• [WHAT IS REQUIRED] Your response should consist of every entry, unchanged.

★ ★ ★ ★

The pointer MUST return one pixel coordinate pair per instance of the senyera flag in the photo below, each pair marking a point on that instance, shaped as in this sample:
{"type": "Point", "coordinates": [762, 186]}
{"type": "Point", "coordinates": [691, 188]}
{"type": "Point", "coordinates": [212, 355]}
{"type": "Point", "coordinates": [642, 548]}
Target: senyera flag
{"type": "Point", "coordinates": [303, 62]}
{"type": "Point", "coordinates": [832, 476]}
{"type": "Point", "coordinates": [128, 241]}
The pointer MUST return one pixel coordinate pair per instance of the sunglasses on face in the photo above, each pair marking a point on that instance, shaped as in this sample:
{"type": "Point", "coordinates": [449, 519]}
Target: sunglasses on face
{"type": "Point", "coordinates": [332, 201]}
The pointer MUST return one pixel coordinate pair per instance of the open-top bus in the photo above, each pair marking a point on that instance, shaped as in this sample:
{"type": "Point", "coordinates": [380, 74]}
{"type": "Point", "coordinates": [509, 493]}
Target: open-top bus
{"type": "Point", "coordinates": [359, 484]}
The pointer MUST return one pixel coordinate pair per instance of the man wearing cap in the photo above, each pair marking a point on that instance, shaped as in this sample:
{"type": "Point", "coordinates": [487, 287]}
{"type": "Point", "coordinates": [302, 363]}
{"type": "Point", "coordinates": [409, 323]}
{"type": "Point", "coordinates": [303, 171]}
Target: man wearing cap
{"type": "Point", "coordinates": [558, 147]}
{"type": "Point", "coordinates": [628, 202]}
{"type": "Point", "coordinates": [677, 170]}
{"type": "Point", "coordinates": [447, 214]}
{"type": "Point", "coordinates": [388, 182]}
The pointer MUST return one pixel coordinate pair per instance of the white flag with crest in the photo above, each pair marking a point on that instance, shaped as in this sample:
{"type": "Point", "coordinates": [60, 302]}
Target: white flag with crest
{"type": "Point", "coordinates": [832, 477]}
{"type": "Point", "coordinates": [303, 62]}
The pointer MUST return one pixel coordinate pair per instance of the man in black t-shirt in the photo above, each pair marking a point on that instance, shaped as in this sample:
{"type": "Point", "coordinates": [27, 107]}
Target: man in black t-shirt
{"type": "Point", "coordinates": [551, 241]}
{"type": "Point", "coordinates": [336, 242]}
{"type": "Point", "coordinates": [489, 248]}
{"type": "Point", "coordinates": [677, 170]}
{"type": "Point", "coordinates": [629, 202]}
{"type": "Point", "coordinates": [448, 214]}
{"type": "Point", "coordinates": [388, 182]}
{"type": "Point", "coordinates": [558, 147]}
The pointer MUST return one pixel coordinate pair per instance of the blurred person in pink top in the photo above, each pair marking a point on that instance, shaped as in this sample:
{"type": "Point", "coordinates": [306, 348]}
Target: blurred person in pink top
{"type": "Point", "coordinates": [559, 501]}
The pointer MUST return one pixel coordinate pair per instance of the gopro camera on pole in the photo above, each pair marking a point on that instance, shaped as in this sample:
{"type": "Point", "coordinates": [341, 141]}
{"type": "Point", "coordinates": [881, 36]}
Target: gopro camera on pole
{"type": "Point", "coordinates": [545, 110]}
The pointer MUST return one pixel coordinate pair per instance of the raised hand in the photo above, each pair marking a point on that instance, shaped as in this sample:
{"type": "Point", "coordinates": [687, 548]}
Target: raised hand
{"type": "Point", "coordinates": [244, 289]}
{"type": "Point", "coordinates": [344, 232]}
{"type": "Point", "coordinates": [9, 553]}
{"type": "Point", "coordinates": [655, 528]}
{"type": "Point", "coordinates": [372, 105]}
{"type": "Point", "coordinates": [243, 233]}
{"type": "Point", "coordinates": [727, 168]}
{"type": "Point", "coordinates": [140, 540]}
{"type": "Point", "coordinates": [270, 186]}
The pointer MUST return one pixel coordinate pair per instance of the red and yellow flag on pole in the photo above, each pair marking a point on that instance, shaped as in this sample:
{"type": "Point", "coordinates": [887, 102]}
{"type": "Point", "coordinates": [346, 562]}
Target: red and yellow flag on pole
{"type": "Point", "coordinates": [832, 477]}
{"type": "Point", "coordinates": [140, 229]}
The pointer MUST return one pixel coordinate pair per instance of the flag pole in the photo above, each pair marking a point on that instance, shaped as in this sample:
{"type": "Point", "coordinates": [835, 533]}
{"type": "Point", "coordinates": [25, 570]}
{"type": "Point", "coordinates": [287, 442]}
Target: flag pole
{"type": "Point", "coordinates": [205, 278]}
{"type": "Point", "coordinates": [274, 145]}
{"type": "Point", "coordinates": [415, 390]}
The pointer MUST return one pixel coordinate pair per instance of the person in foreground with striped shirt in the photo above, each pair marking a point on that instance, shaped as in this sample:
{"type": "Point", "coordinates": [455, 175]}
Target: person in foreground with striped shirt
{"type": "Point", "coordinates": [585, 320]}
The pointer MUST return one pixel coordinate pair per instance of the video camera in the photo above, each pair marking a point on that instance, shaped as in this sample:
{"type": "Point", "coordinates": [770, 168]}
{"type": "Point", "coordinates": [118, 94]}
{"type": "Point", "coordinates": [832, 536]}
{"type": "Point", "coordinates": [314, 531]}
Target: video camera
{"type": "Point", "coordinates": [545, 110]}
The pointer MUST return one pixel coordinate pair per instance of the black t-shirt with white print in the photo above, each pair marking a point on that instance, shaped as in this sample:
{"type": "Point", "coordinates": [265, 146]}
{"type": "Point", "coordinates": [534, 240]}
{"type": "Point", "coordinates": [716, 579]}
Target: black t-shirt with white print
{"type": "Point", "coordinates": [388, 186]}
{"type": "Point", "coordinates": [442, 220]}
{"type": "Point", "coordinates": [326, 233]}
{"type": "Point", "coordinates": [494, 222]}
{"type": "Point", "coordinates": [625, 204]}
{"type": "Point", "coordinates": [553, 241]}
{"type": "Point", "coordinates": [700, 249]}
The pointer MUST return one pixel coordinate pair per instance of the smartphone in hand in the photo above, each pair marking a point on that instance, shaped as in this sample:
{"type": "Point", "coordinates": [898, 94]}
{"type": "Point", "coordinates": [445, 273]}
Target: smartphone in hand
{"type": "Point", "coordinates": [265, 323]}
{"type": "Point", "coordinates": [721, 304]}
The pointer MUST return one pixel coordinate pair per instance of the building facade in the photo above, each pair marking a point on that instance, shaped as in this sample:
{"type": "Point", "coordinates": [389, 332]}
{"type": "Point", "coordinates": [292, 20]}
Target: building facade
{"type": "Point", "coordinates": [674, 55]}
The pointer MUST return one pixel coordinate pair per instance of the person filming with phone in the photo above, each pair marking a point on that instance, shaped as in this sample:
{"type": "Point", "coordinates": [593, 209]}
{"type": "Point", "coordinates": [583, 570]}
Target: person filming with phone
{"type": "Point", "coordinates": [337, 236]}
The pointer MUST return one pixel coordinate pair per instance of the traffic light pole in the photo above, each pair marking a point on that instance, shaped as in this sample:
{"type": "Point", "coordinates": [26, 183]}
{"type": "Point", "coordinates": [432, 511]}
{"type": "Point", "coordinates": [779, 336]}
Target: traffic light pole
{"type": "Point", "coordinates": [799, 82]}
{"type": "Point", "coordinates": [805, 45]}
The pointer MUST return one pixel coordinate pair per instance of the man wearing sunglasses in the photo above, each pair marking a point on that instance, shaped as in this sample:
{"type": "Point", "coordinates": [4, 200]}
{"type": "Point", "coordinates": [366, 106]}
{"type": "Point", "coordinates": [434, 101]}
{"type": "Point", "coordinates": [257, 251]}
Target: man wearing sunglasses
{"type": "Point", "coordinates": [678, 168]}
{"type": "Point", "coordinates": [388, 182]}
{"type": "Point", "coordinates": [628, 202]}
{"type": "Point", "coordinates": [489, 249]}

★ ★ ★ ★

• [EXPECTED ANSWER]
The pointer MUST return one pixel coordinate pair per instance of the senyera flag in the photo below, each pair marking a point on that instance, shaped as in this sample:
{"type": "Point", "coordinates": [762, 186]}
{"type": "Point", "coordinates": [691, 188]}
{"type": "Point", "coordinates": [212, 355]}
{"type": "Point", "coordinates": [642, 548]}
Target: senyera flag
{"type": "Point", "coordinates": [303, 62]}
{"type": "Point", "coordinates": [832, 476]}
{"type": "Point", "coordinates": [128, 241]}
The pointer MUST return one pixel coordinate pair per instance of the sunglasses on face in the photo above, each pair marking a point on that instance, shaped as in this sample:
{"type": "Point", "coordinates": [449, 519]}
Target: sunglasses on face
{"type": "Point", "coordinates": [332, 201]}
The pointer MUST return one pixel coordinate pair per instance of the open-top bus in the photo above, each pair marking a point on that instance, shaped as in this sample:
{"type": "Point", "coordinates": [380, 74]}
{"type": "Point", "coordinates": [509, 493]}
Target: open-top bus
{"type": "Point", "coordinates": [359, 484]}
The pointer MUST return one pixel coordinate pair per instance of the man wearing cap in the photo above, each pair marking a point on that instance, shaped as in this sample:
{"type": "Point", "coordinates": [487, 287]}
{"type": "Point", "coordinates": [302, 363]}
{"type": "Point", "coordinates": [409, 323]}
{"type": "Point", "coordinates": [303, 171]}
Target: man wearing cap
{"type": "Point", "coordinates": [558, 147]}
{"type": "Point", "coordinates": [628, 202]}
{"type": "Point", "coordinates": [677, 170]}
{"type": "Point", "coordinates": [447, 214]}
{"type": "Point", "coordinates": [388, 182]}
The pointer MUST return one pixel coordinate pair per instance of the white flag with crest in the photo above, each pair marking a point on that instance, shaped as in this sample:
{"type": "Point", "coordinates": [60, 302]}
Target: white flag with crest
{"type": "Point", "coordinates": [832, 477]}
{"type": "Point", "coordinates": [303, 62]}
The pointer MUST return one pixel coordinate pair per instance of the man in black t-shirt in the photo above, each pair marking a point on that instance, shaped as in this sample:
{"type": "Point", "coordinates": [27, 107]}
Target: man in black t-shirt
{"type": "Point", "coordinates": [551, 241]}
{"type": "Point", "coordinates": [336, 242]}
{"type": "Point", "coordinates": [489, 248]}
{"type": "Point", "coordinates": [677, 170]}
{"type": "Point", "coordinates": [629, 202]}
{"type": "Point", "coordinates": [448, 214]}
{"type": "Point", "coordinates": [388, 182]}
{"type": "Point", "coordinates": [558, 147]}
The pointer MUST return one pixel coordinate pair per instance of the blurred person in pink top in the photo above, each pair marking a point on that instance, shaped as in this sample:
{"type": "Point", "coordinates": [306, 348]}
Target: blurred person in pink top
{"type": "Point", "coordinates": [559, 501]}
The pointer MUST return one pixel coordinate pair per instance of the gopro camera on pole in the photo above, each pair marking a point on that instance, shaped as in this sample:
{"type": "Point", "coordinates": [341, 141]}
{"type": "Point", "coordinates": [881, 36]}
Target: gopro camera on pole
{"type": "Point", "coordinates": [545, 110]}
The pointer MUST return one pixel coordinate pair per instance of the raised hand in the photo above, each pair marking a point on that instance, shaped as in this sample:
{"type": "Point", "coordinates": [687, 548]}
Target: raised hand
{"type": "Point", "coordinates": [244, 289]}
{"type": "Point", "coordinates": [344, 232]}
{"type": "Point", "coordinates": [9, 553]}
{"type": "Point", "coordinates": [655, 528]}
{"type": "Point", "coordinates": [372, 105]}
{"type": "Point", "coordinates": [243, 233]}
{"type": "Point", "coordinates": [727, 168]}
{"type": "Point", "coordinates": [140, 540]}
{"type": "Point", "coordinates": [270, 186]}
The pointer MUST return one pixel coordinate pair per instance of the red and yellow flag on pole in the photo above, each pair marking a point on that instance, shaped as in this sample:
{"type": "Point", "coordinates": [887, 102]}
{"type": "Point", "coordinates": [346, 562]}
Target: red and yellow flag on pole
{"type": "Point", "coordinates": [832, 477]}
{"type": "Point", "coordinates": [140, 229]}
The pointer MUST return one pixel coordinate pair per instance of the flag pole in the photo above, each pair marking a point on that instance, shaped as in this sample:
{"type": "Point", "coordinates": [835, 533]}
{"type": "Point", "coordinates": [25, 570]}
{"type": "Point", "coordinates": [287, 442]}
Target: flag pole
{"type": "Point", "coordinates": [205, 278]}
{"type": "Point", "coordinates": [274, 145]}
{"type": "Point", "coordinates": [415, 390]}
The pointer MUST return one pixel coordinate pair per instance of the person in foreground with striped shirt in the photo above, each pair marking a point on that instance, shaped as in this sample:
{"type": "Point", "coordinates": [455, 175]}
Target: person in foreground with striped shirt
{"type": "Point", "coordinates": [585, 320]}
The pointer MUST return one pixel coordinate pair per instance of the video camera in the photo above, each pair marking a point on that instance, shaped as in this sample:
{"type": "Point", "coordinates": [770, 168]}
{"type": "Point", "coordinates": [118, 94]}
{"type": "Point", "coordinates": [832, 536]}
{"type": "Point", "coordinates": [314, 531]}
Target: video camera
{"type": "Point", "coordinates": [545, 110]}
The pointer MUST return one pixel coordinate pair per instance of the black t-shirt with white print in the photo above, each pair marking a point on that instance, shaped as in this sample:
{"type": "Point", "coordinates": [265, 146]}
{"type": "Point", "coordinates": [534, 240]}
{"type": "Point", "coordinates": [716, 579]}
Target: black t-shirt with white print
{"type": "Point", "coordinates": [388, 186]}
{"type": "Point", "coordinates": [442, 220]}
{"type": "Point", "coordinates": [326, 233]}
{"type": "Point", "coordinates": [494, 222]}
{"type": "Point", "coordinates": [625, 204]}
{"type": "Point", "coordinates": [553, 241]}
{"type": "Point", "coordinates": [700, 249]}
The pointer MUST return one pixel coordinate pair per instance of the smartphone in hand in the photo above, each pair marking a point on that instance, shaped as in this sample:
{"type": "Point", "coordinates": [898, 94]}
{"type": "Point", "coordinates": [445, 273]}
Target: smartphone in hand
{"type": "Point", "coordinates": [265, 323]}
{"type": "Point", "coordinates": [721, 304]}
The pointer MUST return one pixel coordinate pair per instance of the building facade in the photo above, each pair marking a point on that instance, shaped as in this sample:
{"type": "Point", "coordinates": [389, 332]}
{"type": "Point", "coordinates": [292, 20]}
Target: building facade
{"type": "Point", "coordinates": [674, 55]}
The pointer MUST return one pixel coordinate pair per instance of the person filming with phone in the photo above, each pair marking a point on that instance, shaped as in this sample:
{"type": "Point", "coordinates": [593, 209]}
{"type": "Point", "coordinates": [583, 570]}
Target: person filming with phone
{"type": "Point", "coordinates": [337, 236]}
The pointer MUST return one pixel coordinate pair per instance of the traffic light pole in the photo above, each pair marking a point on that instance, shaped as in this sample:
{"type": "Point", "coordinates": [26, 183]}
{"type": "Point", "coordinates": [432, 511]}
{"type": "Point", "coordinates": [779, 336]}
Target: traffic light pole
{"type": "Point", "coordinates": [799, 82]}
{"type": "Point", "coordinates": [805, 45]}
The pointer MUST return one pixel coordinate pair per instance of the man wearing sunglasses in the photo above, each pair marking a point on that instance, shaped as in this sample:
{"type": "Point", "coordinates": [4, 200]}
{"type": "Point", "coordinates": [366, 106]}
{"type": "Point", "coordinates": [434, 101]}
{"type": "Point", "coordinates": [257, 251]}
Target: man wearing sunglasses
{"type": "Point", "coordinates": [678, 168]}
{"type": "Point", "coordinates": [388, 182]}
{"type": "Point", "coordinates": [628, 202]}
{"type": "Point", "coordinates": [489, 249]}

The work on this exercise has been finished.